▶ **Provided data**:
□ □ □ □ □ □ □

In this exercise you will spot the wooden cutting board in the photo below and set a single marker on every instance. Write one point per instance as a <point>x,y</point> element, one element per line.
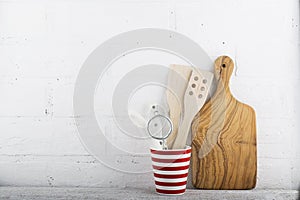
<point>224,138</point>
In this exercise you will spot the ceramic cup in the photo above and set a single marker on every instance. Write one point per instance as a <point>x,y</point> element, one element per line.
<point>170,169</point>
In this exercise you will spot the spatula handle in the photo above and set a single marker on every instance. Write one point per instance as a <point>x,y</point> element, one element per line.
<point>182,135</point>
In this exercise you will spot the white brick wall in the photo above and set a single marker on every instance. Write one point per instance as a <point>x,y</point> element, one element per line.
<point>44,43</point>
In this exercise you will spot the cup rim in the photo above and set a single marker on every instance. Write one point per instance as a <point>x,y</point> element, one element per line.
<point>187,147</point>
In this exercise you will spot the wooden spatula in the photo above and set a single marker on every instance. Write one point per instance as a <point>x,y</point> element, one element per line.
<point>224,144</point>
<point>194,98</point>
<point>178,79</point>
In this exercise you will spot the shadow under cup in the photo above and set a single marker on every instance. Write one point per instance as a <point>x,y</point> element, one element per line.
<point>170,169</point>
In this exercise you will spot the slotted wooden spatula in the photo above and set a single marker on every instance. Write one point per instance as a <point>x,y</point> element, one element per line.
<point>178,79</point>
<point>224,143</point>
<point>194,98</point>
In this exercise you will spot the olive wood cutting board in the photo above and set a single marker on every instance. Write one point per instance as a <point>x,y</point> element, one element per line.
<point>224,138</point>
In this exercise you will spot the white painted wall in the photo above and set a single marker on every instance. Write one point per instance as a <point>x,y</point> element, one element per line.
<point>44,43</point>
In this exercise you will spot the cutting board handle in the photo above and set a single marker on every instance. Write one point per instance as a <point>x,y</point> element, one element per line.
<point>223,70</point>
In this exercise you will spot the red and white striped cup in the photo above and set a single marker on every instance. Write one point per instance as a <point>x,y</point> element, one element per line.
<point>170,169</point>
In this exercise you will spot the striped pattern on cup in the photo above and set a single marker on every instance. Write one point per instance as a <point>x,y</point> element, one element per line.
<point>170,169</point>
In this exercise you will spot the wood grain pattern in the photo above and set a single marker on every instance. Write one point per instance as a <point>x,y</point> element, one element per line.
<point>178,79</point>
<point>224,138</point>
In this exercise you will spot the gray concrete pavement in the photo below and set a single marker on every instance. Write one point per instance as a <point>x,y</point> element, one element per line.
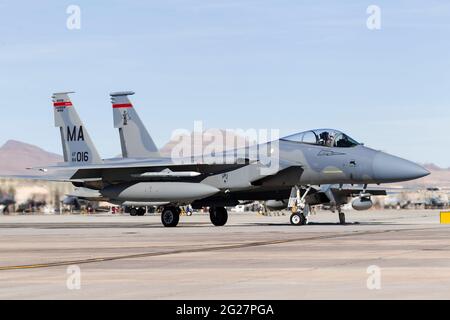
<point>253,257</point>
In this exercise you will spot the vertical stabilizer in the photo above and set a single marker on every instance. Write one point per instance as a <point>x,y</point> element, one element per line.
<point>77,144</point>
<point>134,137</point>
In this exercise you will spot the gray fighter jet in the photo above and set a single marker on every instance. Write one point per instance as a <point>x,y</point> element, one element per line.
<point>308,168</point>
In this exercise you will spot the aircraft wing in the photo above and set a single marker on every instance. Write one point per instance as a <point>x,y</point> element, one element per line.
<point>128,171</point>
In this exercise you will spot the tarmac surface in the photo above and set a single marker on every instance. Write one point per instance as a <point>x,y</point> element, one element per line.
<point>377,255</point>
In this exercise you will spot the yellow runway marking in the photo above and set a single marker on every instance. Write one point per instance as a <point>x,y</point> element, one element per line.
<point>199,250</point>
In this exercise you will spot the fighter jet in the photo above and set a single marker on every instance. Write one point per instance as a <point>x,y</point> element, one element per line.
<point>308,168</point>
<point>136,142</point>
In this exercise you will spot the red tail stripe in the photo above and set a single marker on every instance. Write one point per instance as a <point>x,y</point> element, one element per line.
<point>122,105</point>
<point>62,104</point>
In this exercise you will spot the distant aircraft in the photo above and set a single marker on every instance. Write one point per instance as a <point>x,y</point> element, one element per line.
<point>313,167</point>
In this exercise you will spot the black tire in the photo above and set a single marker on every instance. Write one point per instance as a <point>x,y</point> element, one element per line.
<point>218,216</point>
<point>170,217</point>
<point>297,219</point>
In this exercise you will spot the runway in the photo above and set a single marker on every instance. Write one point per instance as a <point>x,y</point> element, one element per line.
<point>253,257</point>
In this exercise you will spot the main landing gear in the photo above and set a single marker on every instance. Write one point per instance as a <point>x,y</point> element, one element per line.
<point>137,211</point>
<point>170,216</point>
<point>218,216</point>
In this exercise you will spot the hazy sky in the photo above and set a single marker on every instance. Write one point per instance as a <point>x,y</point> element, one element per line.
<point>292,65</point>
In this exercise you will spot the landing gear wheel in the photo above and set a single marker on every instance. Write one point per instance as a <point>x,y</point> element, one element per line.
<point>170,217</point>
<point>218,216</point>
<point>341,218</point>
<point>298,219</point>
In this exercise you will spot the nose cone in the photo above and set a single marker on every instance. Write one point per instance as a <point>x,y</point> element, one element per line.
<point>387,168</point>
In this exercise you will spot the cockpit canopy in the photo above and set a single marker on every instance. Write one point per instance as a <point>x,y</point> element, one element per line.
<point>323,137</point>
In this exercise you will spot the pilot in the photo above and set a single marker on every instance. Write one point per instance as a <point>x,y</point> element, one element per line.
<point>324,137</point>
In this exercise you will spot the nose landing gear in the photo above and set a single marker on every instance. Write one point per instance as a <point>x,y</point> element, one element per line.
<point>170,216</point>
<point>341,216</point>
<point>218,216</point>
<point>299,207</point>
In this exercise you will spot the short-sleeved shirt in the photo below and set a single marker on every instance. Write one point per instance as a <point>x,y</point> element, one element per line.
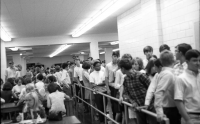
<point>119,79</point>
<point>110,70</point>
<point>179,68</point>
<point>187,89</point>
<point>97,77</point>
<point>135,86</point>
<point>10,72</point>
<point>78,72</point>
<point>57,101</point>
<point>17,88</point>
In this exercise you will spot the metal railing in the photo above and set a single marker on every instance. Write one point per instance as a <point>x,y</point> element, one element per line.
<point>126,105</point>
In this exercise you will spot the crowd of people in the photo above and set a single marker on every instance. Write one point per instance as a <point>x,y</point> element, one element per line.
<point>168,85</point>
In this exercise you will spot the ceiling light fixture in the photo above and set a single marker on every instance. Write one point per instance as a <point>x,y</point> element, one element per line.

□ □ □ □ □ □ □

▶ **Task prompt**: Render every line of the listing above as a JSON array of strings, one string per line, with blank lines and pictures left out.

▶ **Answer to the task**:
[
  "In this exercise you will spot the wooden cutting board in the photo below and set a single marker on every instance. Write one point per instance as a <point>x,y</point> element, one element per line.",
  "<point>224,138</point>",
  "In this exercise you will spot the ceramic cup in the photo above and set a single marker on every instance. Write one point per instance as a <point>x,y</point> element, one element per line.",
  "<point>170,169</point>",
  "In this exercise you will spot the spatula handle in the photo above and set a single marker on every instance. Write one point per instance as a <point>x,y</point> element, one element per line.",
  "<point>182,135</point>",
  "In this exercise you will spot the white brick wall in the photo above and set a single marker on every instance. Write one point per instance as a <point>x,y</point> element, one element per line.",
  "<point>44,43</point>",
  "In this exercise you will spot the cup rim in the photo above and set a single marker on every instance. Write one point per instance as a <point>x,y</point> element, one element per line.",
  "<point>187,147</point>",
  "In this exercise you will spot the wooden spatula in the photo above and set a single marker on every instance. Write one point per instance as a <point>x,y</point> element, one element per line.",
  "<point>224,144</point>",
  "<point>194,98</point>",
  "<point>178,79</point>",
  "In this exercise you will spot the shadow under cup in the photo above and set a single marker on every instance. Write one point per instance as a <point>x,y</point> element, one element per line.",
  "<point>170,169</point>",
  "In this exercise you will spot the slotted wooden spatula in the photo above and set a single marker on every instance. Write one point per instance as a <point>x,y</point> element, one element per line.",
  "<point>178,79</point>",
  "<point>224,143</point>",
  "<point>194,98</point>",
  "In this exercise you will spot the olive wood cutting board in the photo above and set a single marker on every instance. Write one point per instance as a <point>x,y</point> element, one element per line.",
  "<point>224,138</point>",
  "In this exercise you will spot the white painted wall in the photo above and set a single marker on every instance. Write one point per instance as a <point>x,y</point> element, one element per line.",
  "<point>44,43</point>",
  "In this exercise you will spot the cutting board handle in the photo above and set a single marker on every instance. Write one point per instance as a <point>x,y</point> element, one element per line.",
  "<point>223,70</point>",
  "In this exercise you will spot the red and white striped cup in the photo above and set a single marker on every instance. Write one point per instance as a <point>x,y</point> element, one element per line.",
  "<point>170,169</point>",
  "In this exercise you will spot the striped pattern on cup in the photo above and set a single marker on every instance. Write one point per instance as a <point>x,y</point> element, one element per line.",
  "<point>170,169</point>",
  "In this exercise you will spot the wood grain pattern in the photo above and set a single marker on every instance. Write one point per instance as a <point>x,y</point> element, one element per line.",
  "<point>178,79</point>",
  "<point>224,138</point>",
  "In this exercise you will spot the gray concrete pavement in the photo below and set a single marker on every instance. Write one point per instance as a <point>x,y</point> element, one element per line.",
  "<point>253,257</point>",
  "In this exercise you will spot the vertical stabilizer in the photo above and set a single marker on every instance. Write one point per instance as a <point>x,y</point> element, one element per line.",
  "<point>77,144</point>",
  "<point>134,137</point>",
  "In this exercise you will spot the gray fighter jet in the photo above and set a single marker on every instance. Write one point per instance as a <point>x,y</point> element, one element per line.",
  "<point>308,168</point>",
  "In this exercise you will spot the aircraft wing in the photo above and set a single marker on every instance. Write one point per instance as a <point>x,y</point> element, one element per line.",
  "<point>128,171</point>",
  "In this exercise you will spot the tarmac surface in the photo above and set a single marker on every instance. Write one point per instance as a <point>x,y</point> element, one element per line.",
  "<point>377,255</point>",
  "In this exercise you will spot the yellow runway marking in the photo above and set a single marker on every instance. Write one point per instance as a <point>x,y</point> element, one element per line.",
  "<point>199,250</point>",
  "In this exercise you will spot the fighter jet in the photo above and set a single marker on every instance. Write one point per instance as a <point>x,y</point> element, one element per line.",
  "<point>308,168</point>",
  "<point>136,142</point>",
  "In this exercise you will spot the red tail stripe in the photo above and set a single marker on every instance. Write one point per instance as a <point>x,y</point> element, one element per line.",
  "<point>122,105</point>",
  "<point>62,104</point>",
  "In this exercise you will spot the distant aircraft in the photo above and set a single marker on every instance. Write one point per instance as a <point>x,y</point> element, one element per line.",
  "<point>313,167</point>",
  "In this exercise you will spot the black tire in the photo above and set a single marker on every instance. Write one point per instance as a <point>x,y</point> element, one element per line.",
  "<point>218,216</point>",
  "<point>170,217</point>",
  "<point>297,219</point>",
  "In this exercise you will spot the runway in the photo above and set a single marker on every instance. Write one point per instance as a <point>x,y</point> element, one element per line.",
  "<point>253,257</point>",
  "In this exercise you will spot the main landing gear in the photo above and set a single marker on every instance. Write one point per instance as a <point>x,y</point> element, one element per line.",
  "<point>137,211</point>",
  "<point>170,216</point>",
  "<point>218,216</point>",
  "In this exercise you will spot the hazy sky in the photo above and set a single marker on every instance. Write one point per instance as a <point>x,y</point> element, one element per line.",
  "<point>292,65</point>",
  "In this exercise you will spot the landing gear wheel in the photo above and set a single marker on every instance. Write one point per instance as a <point>x,y</point> element, one element per line.",
  "<point>170,217</point>",
  "<point>218,216</point>",
  "<point>341,218</point>",
  "<point>298,219</point>",
  "In this exercise you will spot the nose cone in the photo above and set a single marker on every instance. Write one point per instance as a <point>x,y</point> element, one element per line.",
  "<point>387,168</point>",
  "In this exercise you will spot the cockpit canopy in the photo above and set a single marker on every instance. Write one point per instance as a <point>x,y</point> element, one element per line.",
  "<point>323,137</point>",
  "In this exercise you will spot the pilot in the photo above and set a single marker on every instance. Write one point per instance as a <point>x,y</point> element, one element per line.",
  "<point>324,137</point>",
  "In this exercise you will spot the nose landing gear in the photo above and set a single marker on every instance. Write one point per instance as a <point>x,y</point> element, one element per line.",
  "<point>170,216</point>",
  "<point>341,216</point>",
  "<point>218,216</point>",
  "<point>299,207</point>",
  "In this exercise you will spot the short-sleeved shirt in the photo below and set a single marker on every instance. Write one point per instance as a <point>x,y</point> element, one element per line.",
  "<point>119,79</point>",
  "<point>110,70</point>",
  "<point>179,68</point>",
  "<point>187,89</point>",
  "<point>97,77</point>",
  "<point>135,86</point>",
  "<point>10,72</point>",
  "<point>78,72</point>",
  "<point>57,101</point>",
  "<point>17,88</point>",
  "In this exercise you will spot the metal railing in the photo above and set a single marker on every instance. Write one point per instance as a <point>x,y</point> element, one element per line.",
  "<point>126,105</point>",
  "In this exercise you will spot the crowd of people in the photo above and set a single marker on every instance. Write one point per instance as a <point>x,y</point> element, one element per line.",
  "<point>168,85</point>",
  "In this exercise you will spot the ceiling light fixture in the photo above and set a single marker on every instance. Write one point per instance as a <point>x,y</point> element, one element per line."
]